> STATED PROBLEM
Pull out every line that contains the string "instances", matching case exactly.

> PROVIDED INFORMATION

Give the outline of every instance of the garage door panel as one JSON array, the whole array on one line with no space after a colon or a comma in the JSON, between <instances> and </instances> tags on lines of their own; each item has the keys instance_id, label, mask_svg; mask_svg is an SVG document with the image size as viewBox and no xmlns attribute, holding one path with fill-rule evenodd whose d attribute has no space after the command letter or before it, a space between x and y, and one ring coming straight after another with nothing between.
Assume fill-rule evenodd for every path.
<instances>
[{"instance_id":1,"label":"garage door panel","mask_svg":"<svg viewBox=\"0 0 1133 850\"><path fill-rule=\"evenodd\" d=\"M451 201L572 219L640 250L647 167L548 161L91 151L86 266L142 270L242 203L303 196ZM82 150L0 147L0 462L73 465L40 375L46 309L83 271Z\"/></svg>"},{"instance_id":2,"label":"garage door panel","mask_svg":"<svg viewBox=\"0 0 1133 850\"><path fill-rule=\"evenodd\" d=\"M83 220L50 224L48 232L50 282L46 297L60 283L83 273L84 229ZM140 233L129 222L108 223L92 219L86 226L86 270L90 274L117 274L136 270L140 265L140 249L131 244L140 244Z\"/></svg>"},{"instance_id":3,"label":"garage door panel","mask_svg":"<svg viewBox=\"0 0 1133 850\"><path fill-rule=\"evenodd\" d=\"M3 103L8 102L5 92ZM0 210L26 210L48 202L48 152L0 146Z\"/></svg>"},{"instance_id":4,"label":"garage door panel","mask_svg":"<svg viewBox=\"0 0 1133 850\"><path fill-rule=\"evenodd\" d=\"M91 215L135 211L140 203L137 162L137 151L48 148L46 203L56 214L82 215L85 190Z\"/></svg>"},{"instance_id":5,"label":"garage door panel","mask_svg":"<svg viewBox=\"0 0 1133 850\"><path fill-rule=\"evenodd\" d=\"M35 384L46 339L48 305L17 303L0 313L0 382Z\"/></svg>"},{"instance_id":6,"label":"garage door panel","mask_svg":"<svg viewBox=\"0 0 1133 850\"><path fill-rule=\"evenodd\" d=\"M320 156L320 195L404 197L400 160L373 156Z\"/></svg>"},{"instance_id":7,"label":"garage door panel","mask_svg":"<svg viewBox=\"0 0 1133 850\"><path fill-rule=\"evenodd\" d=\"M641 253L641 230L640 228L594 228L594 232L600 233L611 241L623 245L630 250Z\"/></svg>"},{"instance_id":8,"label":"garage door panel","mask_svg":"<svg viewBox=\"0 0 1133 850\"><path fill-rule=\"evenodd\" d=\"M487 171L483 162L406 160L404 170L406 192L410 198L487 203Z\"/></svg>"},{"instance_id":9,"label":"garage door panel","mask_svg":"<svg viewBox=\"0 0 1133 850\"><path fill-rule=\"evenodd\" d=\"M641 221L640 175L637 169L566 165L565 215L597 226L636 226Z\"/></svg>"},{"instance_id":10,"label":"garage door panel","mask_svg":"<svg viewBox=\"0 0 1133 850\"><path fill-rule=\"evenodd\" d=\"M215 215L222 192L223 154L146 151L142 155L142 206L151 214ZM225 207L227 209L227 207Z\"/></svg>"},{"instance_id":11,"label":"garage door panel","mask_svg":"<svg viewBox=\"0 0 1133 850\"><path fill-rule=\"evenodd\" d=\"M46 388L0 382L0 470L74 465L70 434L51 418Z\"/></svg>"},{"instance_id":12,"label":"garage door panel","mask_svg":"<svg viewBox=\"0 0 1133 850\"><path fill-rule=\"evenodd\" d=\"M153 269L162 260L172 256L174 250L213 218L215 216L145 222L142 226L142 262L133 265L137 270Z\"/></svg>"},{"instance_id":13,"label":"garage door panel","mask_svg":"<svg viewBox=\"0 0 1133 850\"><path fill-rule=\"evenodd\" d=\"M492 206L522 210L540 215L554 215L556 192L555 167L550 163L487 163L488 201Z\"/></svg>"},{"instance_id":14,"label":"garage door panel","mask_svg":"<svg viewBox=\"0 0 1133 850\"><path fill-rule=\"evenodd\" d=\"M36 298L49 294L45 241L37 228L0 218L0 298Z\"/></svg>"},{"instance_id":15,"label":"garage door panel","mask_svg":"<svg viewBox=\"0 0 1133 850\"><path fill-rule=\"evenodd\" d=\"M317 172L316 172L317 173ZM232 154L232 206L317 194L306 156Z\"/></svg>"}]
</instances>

> RIGHT ANSWER
Give the outline of every instance of the garage door panel as one JSON array, the whole array on one line with no space after a colon or a comma in the JSON, between <instances> and </instances> tags on lines of their own; each item has the keys instance_id, label, mask_svg; mask_svg is an SVG document with the image size as viewBox and no xmlns attribute, holding one path with fill-rule evenodd whose d attribute has no space after the command letter or before it, a space between x and y, and one ring coming straight after another with nothing between.
<instances>
</instances>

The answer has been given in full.